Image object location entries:
┏━━
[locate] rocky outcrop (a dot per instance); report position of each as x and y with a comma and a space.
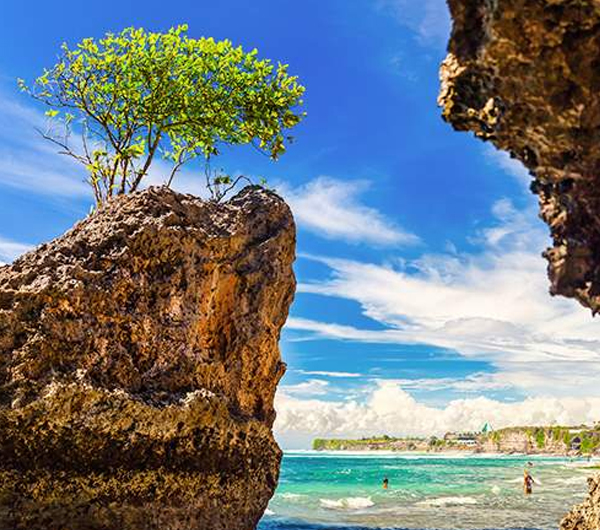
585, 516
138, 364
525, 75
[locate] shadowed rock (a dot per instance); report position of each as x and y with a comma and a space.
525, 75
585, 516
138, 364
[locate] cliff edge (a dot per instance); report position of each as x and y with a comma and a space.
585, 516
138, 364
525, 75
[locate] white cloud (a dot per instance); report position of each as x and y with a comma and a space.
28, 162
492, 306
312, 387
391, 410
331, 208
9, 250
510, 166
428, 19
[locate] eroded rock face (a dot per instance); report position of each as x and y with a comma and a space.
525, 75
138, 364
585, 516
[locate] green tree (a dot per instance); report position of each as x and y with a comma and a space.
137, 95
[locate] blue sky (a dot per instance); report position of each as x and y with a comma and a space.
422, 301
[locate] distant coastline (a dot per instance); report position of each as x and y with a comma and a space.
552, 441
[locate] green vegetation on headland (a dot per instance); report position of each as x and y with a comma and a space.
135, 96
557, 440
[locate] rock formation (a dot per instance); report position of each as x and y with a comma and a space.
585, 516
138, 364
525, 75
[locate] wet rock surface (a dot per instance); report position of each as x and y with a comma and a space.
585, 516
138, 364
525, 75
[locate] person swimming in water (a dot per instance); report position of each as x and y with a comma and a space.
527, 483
┗━━
*What is expected*
Replicate the material above verbatim; images stay out of the copy.

*Task output*
[locate] rocky outcrop (a dot per instance); report position of each as x and y with a comma and a space.
585, 516
138, 364
525, 75
[locate] shadowed rock (a dot per instance); report position of each as x and y with a comma and a space.
525, 75
585, 516
138, 364
[locate] cliff edge (a dot per instance); report position of each as x and y with a comma and a space.
585, 516
138, 364
525, 75
[locate] white cloud (a dot per instance); report position of each as x and y with a comma and a space.
28, 162
492, 306
312, 387
391, 410
331, 208
9, 250
510, 166
428, 19
[locate] eroded rock face (a dot per instance); report position of each as x and y with a comma and a space.
525, 75
138, 364
585, 516
[locate] green tree (a dot per instance); report position of each as x and y with a comma and a space.
137, 95
[locate] blue sky (a dot per instance); report position of each as x and y with a comma and a space.
422, 301
[locate] distant coastline (a dot per instance); report position of each as x and y with a comma and a space.
552, 441
[locate] green vegetation on headland (a dot per instance); report position of each as x and y with a comma and a space.
135, 96
557, 440
[locate] rock formation (a dot per instance); report position of each as x and y with a comma and a space.
585, 516
138, 364
525, 75
[locate] wet rock surface (a dot per instance); report position of each as x and y with a comma and a space.
585, 516
138, 364
525, 75
[locate] person swimming in water (a dot per instance); report position of each as x and y with a comma and a space.
527, 483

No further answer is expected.